## PROBLEM TO WORK ON
When you find the word "bungalow" in a line of the entries, please copy the whole line.

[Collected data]
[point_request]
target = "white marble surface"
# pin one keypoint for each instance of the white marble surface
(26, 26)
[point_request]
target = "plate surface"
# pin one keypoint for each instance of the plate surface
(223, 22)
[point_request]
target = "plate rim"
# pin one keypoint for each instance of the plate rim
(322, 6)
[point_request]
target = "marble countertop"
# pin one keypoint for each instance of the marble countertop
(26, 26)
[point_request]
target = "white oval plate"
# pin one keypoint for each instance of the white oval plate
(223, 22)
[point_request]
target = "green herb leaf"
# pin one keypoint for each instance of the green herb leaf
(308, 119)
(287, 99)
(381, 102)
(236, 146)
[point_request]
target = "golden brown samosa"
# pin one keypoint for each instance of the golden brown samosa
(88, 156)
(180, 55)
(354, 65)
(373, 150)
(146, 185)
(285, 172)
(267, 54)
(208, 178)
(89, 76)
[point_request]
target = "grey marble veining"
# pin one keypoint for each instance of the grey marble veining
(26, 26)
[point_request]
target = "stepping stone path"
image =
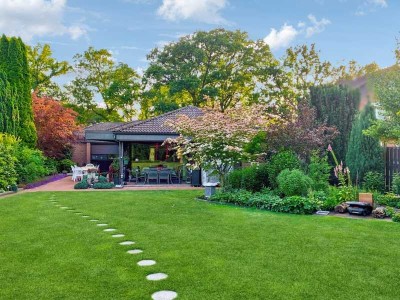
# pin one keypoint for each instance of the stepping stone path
(118, 235)
(126, 243)
(146, 262)
(156, 276)
(134, 251)
(164, 295)
(160, 295)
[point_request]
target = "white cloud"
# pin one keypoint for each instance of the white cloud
(29, 18)
(206, 11)
(369, 6)
(281, 38)
(316, 26)
(277, 39)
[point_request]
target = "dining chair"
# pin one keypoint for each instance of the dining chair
(152, 175)
(78, 174)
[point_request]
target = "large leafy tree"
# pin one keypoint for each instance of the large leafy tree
(305, 69)
(217, 140)
(16, 97)
(102, 87)
(56, 126)
(336, 105)
(220, 64)
(303, 134)
(43, 68)
(364, 153)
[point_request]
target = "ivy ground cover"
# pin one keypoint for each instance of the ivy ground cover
(209, 251)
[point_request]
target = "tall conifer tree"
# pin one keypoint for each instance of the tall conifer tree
(336, 106)
(364, 153)
(17, 99)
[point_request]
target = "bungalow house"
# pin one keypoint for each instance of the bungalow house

## RESULT OF THIS TASK
target = "bungalow house"
# pin one keypoint for each instance of the bungalow house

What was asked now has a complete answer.